• Your goal:
Each record, exactly as written, should be printed again.

[Entries taken from a collection]
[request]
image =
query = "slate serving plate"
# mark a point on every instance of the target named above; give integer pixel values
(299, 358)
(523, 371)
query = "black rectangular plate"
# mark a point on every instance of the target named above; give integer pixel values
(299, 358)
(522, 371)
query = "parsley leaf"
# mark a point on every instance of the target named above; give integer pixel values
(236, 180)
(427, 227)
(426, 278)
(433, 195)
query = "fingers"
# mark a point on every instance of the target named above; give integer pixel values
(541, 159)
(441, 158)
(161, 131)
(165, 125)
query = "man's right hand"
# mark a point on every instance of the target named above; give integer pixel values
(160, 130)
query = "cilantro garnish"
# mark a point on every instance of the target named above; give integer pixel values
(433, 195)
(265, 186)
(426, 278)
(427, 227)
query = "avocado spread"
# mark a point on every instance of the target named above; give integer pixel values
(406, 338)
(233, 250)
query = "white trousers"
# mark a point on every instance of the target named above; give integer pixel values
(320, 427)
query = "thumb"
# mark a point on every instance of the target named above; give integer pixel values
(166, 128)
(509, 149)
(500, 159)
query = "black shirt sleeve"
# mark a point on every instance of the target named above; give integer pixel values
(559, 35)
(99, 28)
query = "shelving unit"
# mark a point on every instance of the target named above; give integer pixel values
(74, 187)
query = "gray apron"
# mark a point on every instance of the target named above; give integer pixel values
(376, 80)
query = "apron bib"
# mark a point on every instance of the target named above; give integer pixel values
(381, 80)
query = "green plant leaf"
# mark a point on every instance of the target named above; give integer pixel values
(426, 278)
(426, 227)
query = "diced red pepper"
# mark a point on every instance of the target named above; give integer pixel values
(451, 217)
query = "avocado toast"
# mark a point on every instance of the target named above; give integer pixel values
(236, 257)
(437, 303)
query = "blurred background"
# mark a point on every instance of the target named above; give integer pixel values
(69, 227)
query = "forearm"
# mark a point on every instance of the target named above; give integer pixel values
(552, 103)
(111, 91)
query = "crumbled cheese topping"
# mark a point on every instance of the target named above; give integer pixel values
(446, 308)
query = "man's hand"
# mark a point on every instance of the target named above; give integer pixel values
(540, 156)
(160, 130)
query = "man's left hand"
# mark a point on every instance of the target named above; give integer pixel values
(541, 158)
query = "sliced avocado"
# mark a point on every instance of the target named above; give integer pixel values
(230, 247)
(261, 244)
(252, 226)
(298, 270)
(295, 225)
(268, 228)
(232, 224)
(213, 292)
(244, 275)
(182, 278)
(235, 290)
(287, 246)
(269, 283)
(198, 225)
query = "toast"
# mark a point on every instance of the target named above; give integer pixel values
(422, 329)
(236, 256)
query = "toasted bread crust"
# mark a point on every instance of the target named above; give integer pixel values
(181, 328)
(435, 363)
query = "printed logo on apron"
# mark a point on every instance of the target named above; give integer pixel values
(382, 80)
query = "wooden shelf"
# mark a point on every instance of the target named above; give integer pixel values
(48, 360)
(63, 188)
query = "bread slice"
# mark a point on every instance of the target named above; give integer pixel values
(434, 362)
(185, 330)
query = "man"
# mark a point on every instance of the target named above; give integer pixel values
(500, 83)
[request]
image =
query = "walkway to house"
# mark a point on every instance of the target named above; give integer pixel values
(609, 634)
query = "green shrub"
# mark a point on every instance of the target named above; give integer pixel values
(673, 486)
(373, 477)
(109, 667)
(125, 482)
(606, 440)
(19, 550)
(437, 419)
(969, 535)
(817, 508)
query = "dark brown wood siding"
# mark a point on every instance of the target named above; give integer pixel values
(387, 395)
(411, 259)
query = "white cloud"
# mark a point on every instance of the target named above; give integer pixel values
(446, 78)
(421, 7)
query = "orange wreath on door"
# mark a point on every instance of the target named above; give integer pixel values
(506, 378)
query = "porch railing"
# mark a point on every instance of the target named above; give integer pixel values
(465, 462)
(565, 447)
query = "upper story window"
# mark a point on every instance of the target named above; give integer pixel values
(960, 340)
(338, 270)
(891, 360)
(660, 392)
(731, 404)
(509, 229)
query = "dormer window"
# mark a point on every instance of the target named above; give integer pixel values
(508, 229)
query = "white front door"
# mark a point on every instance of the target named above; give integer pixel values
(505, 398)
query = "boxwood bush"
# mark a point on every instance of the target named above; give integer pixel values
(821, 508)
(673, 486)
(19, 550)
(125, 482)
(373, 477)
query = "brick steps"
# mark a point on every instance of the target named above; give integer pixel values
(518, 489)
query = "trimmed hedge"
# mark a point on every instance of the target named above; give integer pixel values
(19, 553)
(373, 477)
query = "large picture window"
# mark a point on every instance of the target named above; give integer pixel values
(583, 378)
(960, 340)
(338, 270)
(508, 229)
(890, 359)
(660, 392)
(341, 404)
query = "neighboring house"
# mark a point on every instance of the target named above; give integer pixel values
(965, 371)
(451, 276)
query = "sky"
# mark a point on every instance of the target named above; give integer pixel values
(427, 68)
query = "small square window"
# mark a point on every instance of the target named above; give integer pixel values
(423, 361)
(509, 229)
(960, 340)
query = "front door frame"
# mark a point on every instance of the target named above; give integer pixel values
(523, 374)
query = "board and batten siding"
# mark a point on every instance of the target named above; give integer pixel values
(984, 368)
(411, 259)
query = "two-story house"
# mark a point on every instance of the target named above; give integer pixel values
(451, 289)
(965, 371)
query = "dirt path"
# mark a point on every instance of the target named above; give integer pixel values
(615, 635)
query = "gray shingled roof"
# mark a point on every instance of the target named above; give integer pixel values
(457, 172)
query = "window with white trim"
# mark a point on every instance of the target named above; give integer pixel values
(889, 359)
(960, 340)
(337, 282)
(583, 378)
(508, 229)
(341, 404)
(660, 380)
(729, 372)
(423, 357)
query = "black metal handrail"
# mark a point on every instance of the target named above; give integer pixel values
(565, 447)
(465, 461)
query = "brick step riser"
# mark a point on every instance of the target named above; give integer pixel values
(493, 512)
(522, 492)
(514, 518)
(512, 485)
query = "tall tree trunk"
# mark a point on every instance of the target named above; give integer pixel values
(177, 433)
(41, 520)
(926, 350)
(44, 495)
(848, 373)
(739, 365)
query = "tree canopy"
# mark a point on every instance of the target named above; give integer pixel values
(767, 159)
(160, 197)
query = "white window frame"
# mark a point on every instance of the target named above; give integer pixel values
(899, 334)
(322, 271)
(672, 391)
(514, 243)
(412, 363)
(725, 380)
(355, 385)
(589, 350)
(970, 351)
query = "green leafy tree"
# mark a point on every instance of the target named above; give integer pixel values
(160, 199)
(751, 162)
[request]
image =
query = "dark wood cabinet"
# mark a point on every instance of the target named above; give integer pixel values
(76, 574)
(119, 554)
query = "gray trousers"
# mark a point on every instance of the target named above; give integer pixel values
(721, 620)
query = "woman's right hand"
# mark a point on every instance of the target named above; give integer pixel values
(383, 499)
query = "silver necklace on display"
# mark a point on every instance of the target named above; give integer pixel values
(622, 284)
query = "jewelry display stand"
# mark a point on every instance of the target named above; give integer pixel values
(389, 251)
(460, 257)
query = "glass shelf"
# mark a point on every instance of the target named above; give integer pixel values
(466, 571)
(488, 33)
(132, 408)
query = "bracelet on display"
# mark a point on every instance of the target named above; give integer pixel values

• Exercise result:
[request]
image =
query = "slate serving plate"
# mark a point on every instance of the target named above; give integer pixel values
(299, 358)
(523, 371)
query = "black rectangular plate"
# mark a point on every instance of the target named above; give integer pixel values
(299, 358)
(522, 371)
query = "parsley leaf"
# mark a point on every instance of the target named above; give integer pixel values
(236, 180)
(427, 227)
(426, 278)
(433, 195)
query = "fingers"
# mark a point on every instance of the target named above; give integer pixel values
(541, 159)
(441, 158)
(161, 131)
(165, 125)
query = "man's right hand"
# mark a point on every instance of the target named above; give integer pixel values
(160, 130)
query = "cilantro garnish"
# mark a point on every instance of the target named above; give integer pixel values
(433, 195)
(265, 186)
(426, 278)
(427, 227)
query = "avocado spread"
# mark a point on every instance of the target named above; give integer pixel values
(406, 338)
(233, 250)
query = "white trousers"
# mark a point on every instance of the target named above; give integer pixel values
(320, 427)
query = "thumb"
# mark a point on every instance of the target named above; give integer pixel values
(166, 128)
(509, 149)
(500, 159)
query = "black shirt sleeve"
# mark a point on every instance of the target named above; give integer pixel values
(559, 35)
(99, 28)
query = "shelving unit"
# mark a point on every instance of the target named above; give integer pixel values
(74, 187)
query = "gray apron"
# mark a point on every instance of the target named above; give integer pixel values
(376, 80)
query = "apron bib"
# mark a point on every instance of the target named above; give integer pixel values
(381, 80)
query = "green plant leaf"
# mark a point on every instance of the target named above; give integer pixel values
(426, 278)
(426, 227)
query = "diced red pepper"
# mark a point on every instance of the target named above; give integer pixel values
(451, 217)
query = "avocado toast"
# mark a point on every instance of the target named above; give integer pixel values
(236, 257)
(437, 303)
query = "blurred background"
# mark a point on every instance of the target named above; give integer pixel values
(69, 227)
query = "forearm"
# mark a point on every instance of the target named above; give integer pixel values
(552, 103)
(111, 91)
query = "crumbled cheese topping"
# mark a point on every instance of the target named above; give integer pixel values
(446, 308)
query = "man's hand"
# mark a point on every instance of the target named above; give integer pixel values
(540, 156)
(160, 130)
query = "man's left hand"
# mark a point on every instance of the target named above; give integer pixel values
(541, 158)
query = "sliced avocado"
# mark a point on every instance of the target named above; give integer pixel values
(230, 247)
(261, 244)
(252, 226)
(298, 270)
(295, 225)
(268, 228)
(232, 224)
(213, 292)
(244, 275)
(182, 278)
(235, 290)
(287, 246)
(269, 283)
(198, 225)
query = "toast"
# mark a point on every instance of the target named above; give integer pixel values
(422, 329)
(236, 256)
query = "toasted bread crust"
# mark a point on every instance of the target named above; give integer pixel values
(181, 328)
(435, 363)
query = "printed logo on apron"
# mark a point on every instance of the target named above; give integer pixel values
(382, 80)
query = "wooden shelf"
# mark a point on every instance of the target named above; give integer pixel values
(48, 360)
(63, 188)
query = "bread slice"
# mark a point on every instance of the target named above; give integer pixel values
(434, 362)
(185, 330)
query = "man"
# mark a point on every instance of the target named above; give integer pixel values
(500, 83)
[request]
image =
query = "walkway to house"
# mark a point on every instance of the target named above; give integer pixel values
(609, 634)
query = "green shrub"
# mark a point on every instance of the target named above; give integer pixel values
(673, 486)
(373, 477)
(109, 667)
(125, 482)
(606, 440)
(19, 550)
(437, 419)
(969, 535)
(817, 508)
query = "dark brown wood siding"
# mark a point on every instance of the target named above; give integer pixel values
(387, 395)
(411, 259)
query = "white cloud"
# mark a point on every instance of the target named above; give integer pixel values
(446, 78)
(421, 7)
query = "orange wreath on door"
# mark a point on every instance of the target named above; give integer pixel values
(506, 378)
query = "porch railing"
# mark a point on every instance of the target named above; give integer pixel values
(465, 462)
(565, 447)
query = "upper story window"
# mark a point on every instance of the target named above; give integer pixel values
(960, 340)
(338, 270)
(891, 360)
(660, 392)
(731, 404)
(509, 229)
query = "dormer window"
# mark a point on every instance of the target named above; give integer pixel values
(508, 229)
query = "white front door"
# mark a point on every instance of the target named above; give integer pixel values
(505, 398)
query = "boxwood bush"
# mark a point on every instance of the target named above; give integer pixel values
(821, 508)
(673, 486)
(19, 550)
(125, 482)
(373, 477)
query = "brick steps"
# mark a point on every instance of the target named above; give integer pixel values
(518, 489)
query = "trimmed hedge"
# mark a point on every instance of the target named above; give integer pixel values
(19, 553)
(373, 477)
query = "large picture window"
# mark a point on every instance of the target named above; give integer pixel values
(583, 378)
(960, 340)
(338, 270)
(508, 229)
(890, 359)
(660, 392)
(341, 404)
query = "neighboring house"
# mark a point on every instance of the target named above; give integer pixel values
(965, 371)
(451, 276)
query = "sky"
# mark a point on every instance of the target named above; give integer pixel values
(427, 68)
query = "small square window"
# mark a point on every instance of the target named above; give integer pixel values
(423, 361)
(509, 229)
(960, 340)
query = "front door frame"
# mark a point on every instance of the target named above; give integer pixel values
(523, 374)
query = "board and batten siding"
# mark a point on every instance of the target named above; give integer pixel values
(984, 368)
(411, 259)
query = "two-story house"
# mark a point on every instance of the target named above; give integer pixel values
(451, 289)
(965, 371)
query = "dirt path"
# mark a point on every instance of the target named above; give integer pixel values
(615, 635)
query = "gray shingled roof"
# mark a point on every instance of the target named above; give integer pixel values
(457, 172)
query = "window with white trim"
# mark a point on every instance of the target named above; give integer pixel values
(889, 359)
(960, 340)
(337, 282)
(583, 378)
(508, 229)
(341, 404)
(660, 380)
(729, 372)
(423, 357)
query = "black metal handrail"
# mark a point on every instance of the target named above; give integer pixel values
(565, 447)
(465, 461)
query = "brick step riser"
# mark a point on every instance of the target named above; give integer pixel values
(493, 512)
(522, 492)
(514, 518)
(512, 485)
query = "tall tree trunk"
# mark a point on every instance of the target named above; give integer pixel values
(177, 433)
(41, 520)
(926, 350)
(44, 495)
(848, 373)
(739, 365)
query = "tree canopy"
# mark a point on every instance of the target named above; give integer pixel values
(767, 159)
(160, 197)
query = "white window frame"
# mark a point on every instance of the target named above; give integer pixel values
(899, 334)
(322, 271)
(672, 391)
(514, 243)
(412, 363)
(725, 380)
(355, 385)
(589, 350)
(970, 351)
query = "green leafy tree"
# mark a point on every instance of the target named above; give integer pixel values
(160, 199)
(751, 162)
[request]
image =
query = "dark wood cabinet"
# mark a point on every instance of the target named above; give integer pixel values
(76, 574)
(119, 554)
query = "gray trousers"
# mark a point on every instance of the target named above; give integer pixel values
(721, 620)
query = "woman's right hand"
# mark a point on every instance of the target named above; give integer pixel values
(383, 499)
query = "silver necklace on display"
# mark a point on every instance of the target named above; give integer pixel values
(622, 284)
query = "jewelry display stand"
# mark a point on every instance of the target named above; give integer pixel values
(389, 251)
(460, 257)
query = "glass shelf"
# mark a point on every instance of the target named above; give integer pixel values
(466, 571)
(488, 33)
(132, 408)
query = "bracelet on display"
# mark a point on every instance of the target named above; give integer pixel values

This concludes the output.